Morto Petrosino, investigatore col sorriso

Sapeva guardare, intuire, scegliere, capire, fissare nella memoria ogni dettaglio, ogni sfumatura. Questo è stato Sergio Petrosino, l'ex capo della Squadra Mobile e della Digos morto ieri all'alba all'Ospedale di Cattinara dopo una lunga malattia che lo aveva costretto per buona parte della giornata a vivere accanto a una bombola di ossigeno. Respirava a fatica da tempo e sapeva, una volta ricoverato, che il suo tempo terreno stava per esaurirsi.
····················
Compito richiesto: Ripeta alla lettera tutta la parte dell'articolo su Sergio Petrosino che va da "Sapeva guardare, intuire, scegliere, capire, fissare" fino a "stava per esaurirsi.".

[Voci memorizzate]
····················
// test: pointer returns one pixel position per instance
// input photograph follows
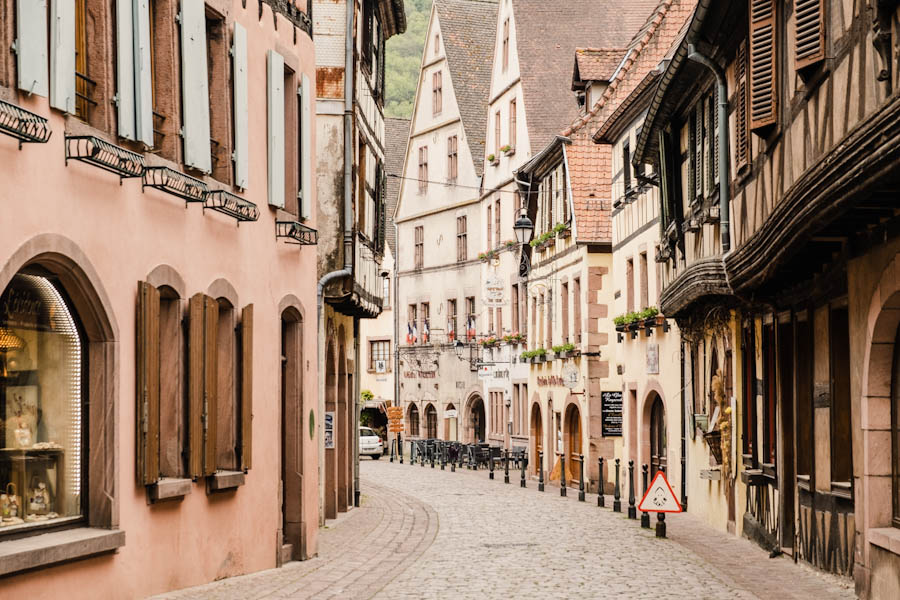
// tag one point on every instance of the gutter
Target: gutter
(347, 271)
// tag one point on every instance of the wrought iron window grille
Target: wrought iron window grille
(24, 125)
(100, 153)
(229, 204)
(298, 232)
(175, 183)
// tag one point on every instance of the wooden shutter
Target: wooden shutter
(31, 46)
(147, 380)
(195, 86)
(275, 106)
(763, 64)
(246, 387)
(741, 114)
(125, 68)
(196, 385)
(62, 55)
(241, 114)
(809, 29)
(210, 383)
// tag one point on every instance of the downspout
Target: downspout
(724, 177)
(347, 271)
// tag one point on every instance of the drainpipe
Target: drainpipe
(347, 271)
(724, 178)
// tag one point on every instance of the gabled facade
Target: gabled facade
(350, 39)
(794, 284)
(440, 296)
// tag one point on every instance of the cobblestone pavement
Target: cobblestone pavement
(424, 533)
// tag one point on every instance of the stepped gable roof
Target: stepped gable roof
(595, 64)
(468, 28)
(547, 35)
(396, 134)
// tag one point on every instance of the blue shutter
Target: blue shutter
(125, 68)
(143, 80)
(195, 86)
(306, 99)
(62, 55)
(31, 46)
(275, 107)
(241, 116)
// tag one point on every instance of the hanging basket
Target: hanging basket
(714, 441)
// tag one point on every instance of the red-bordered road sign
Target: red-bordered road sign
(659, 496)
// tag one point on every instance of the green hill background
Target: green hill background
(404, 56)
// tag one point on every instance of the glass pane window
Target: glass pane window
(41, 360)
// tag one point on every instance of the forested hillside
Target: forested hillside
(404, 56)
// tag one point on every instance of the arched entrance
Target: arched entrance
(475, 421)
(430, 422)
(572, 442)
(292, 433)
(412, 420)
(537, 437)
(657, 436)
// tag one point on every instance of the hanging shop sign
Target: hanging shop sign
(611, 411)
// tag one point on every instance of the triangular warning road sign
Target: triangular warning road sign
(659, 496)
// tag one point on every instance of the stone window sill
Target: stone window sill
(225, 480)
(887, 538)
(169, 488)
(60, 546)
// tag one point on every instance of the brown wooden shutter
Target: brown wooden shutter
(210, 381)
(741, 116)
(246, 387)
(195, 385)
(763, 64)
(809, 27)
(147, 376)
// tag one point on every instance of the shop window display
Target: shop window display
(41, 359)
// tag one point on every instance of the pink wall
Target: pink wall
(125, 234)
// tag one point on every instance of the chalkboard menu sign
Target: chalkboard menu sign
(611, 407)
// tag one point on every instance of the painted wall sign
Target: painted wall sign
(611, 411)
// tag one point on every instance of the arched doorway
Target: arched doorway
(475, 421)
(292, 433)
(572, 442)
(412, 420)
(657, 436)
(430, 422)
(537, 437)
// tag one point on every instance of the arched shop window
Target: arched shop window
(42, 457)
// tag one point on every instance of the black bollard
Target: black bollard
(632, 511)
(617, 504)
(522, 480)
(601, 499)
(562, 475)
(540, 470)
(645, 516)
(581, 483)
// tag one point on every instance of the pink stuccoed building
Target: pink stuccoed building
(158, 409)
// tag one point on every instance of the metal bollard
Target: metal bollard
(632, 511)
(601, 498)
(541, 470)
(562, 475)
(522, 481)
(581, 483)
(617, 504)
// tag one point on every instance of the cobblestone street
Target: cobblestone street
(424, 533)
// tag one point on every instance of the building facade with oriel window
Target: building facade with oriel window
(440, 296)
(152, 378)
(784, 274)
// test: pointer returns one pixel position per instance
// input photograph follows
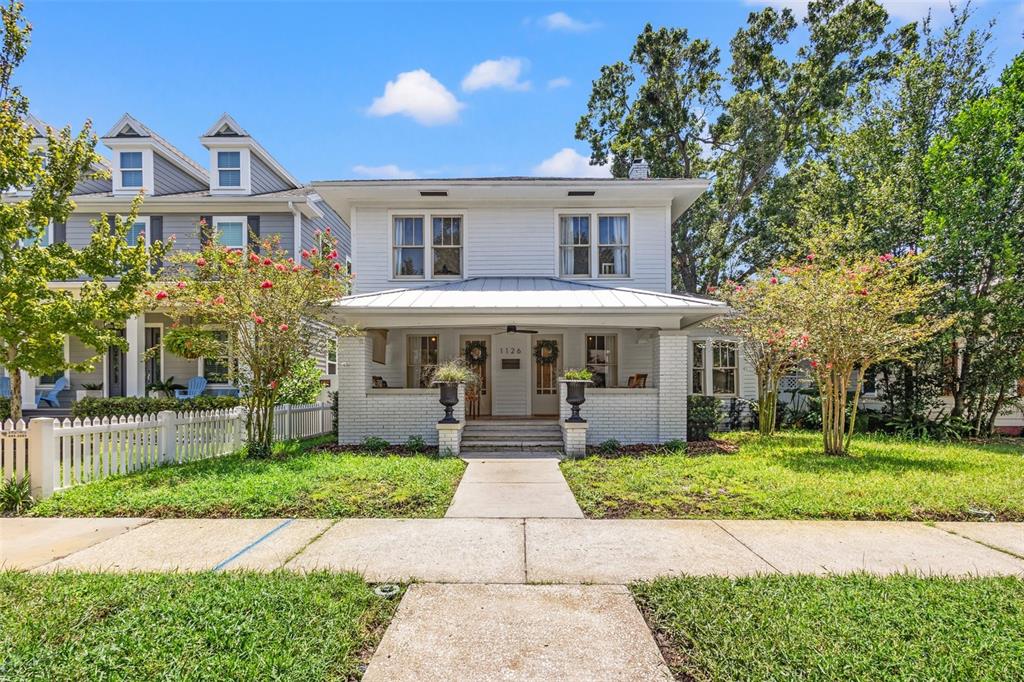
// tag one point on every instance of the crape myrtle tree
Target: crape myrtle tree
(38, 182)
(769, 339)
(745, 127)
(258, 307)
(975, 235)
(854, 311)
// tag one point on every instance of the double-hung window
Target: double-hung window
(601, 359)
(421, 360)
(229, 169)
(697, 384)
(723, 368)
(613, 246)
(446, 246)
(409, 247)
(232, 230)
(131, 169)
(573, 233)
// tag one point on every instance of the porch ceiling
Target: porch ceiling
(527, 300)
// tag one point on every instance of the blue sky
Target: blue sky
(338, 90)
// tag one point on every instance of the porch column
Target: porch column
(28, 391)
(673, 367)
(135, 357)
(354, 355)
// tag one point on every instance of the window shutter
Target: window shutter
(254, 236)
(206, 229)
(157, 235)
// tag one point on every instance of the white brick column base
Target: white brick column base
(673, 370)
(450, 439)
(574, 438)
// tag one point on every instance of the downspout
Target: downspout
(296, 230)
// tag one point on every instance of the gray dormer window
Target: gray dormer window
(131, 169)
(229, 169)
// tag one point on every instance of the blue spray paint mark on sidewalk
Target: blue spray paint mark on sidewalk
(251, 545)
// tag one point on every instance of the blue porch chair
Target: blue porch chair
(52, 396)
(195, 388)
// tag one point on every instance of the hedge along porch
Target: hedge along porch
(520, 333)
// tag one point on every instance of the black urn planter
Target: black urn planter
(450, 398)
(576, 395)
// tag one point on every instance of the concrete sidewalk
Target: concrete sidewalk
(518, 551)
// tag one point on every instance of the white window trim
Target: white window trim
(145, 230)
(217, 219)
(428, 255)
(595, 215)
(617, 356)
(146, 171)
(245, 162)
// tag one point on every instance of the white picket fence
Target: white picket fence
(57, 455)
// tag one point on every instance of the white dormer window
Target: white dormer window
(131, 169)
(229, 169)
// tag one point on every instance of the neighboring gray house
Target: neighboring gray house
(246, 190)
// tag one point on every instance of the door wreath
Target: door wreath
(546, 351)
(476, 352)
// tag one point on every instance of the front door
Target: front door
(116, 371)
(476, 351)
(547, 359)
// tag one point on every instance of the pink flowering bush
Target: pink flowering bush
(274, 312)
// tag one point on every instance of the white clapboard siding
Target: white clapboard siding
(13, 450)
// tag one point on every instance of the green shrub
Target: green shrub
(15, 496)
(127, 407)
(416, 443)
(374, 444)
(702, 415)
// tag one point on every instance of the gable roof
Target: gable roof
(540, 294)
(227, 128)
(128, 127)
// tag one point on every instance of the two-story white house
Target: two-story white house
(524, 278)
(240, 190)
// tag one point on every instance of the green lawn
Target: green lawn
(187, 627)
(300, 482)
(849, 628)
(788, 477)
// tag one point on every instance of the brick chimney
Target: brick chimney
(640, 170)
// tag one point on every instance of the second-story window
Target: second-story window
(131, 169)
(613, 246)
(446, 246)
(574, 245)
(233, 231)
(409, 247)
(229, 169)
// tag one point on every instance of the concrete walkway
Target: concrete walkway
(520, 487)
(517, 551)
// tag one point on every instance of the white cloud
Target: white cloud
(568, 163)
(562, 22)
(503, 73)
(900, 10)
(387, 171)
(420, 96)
····················
Risposta all'esercizio:
Sapeva guardare, intuire, scegliere, capire, fissare nella memoria ogni dettaglio, ogni sfumatura. Questo è stato Sergio Petrosino, l'ex capo della Squadra Mobile e della Digos morto ieri all'alba all'Ospedale di Cattinara dopo una lunga malattia che lo aveva costretto per buona parte della giornata a vivere accanto a una bombola di ossigeno. Respirava a fatica da tempo e sapeva, una volta ricoverato, che il suo tempo terreno stava per esaurirsi.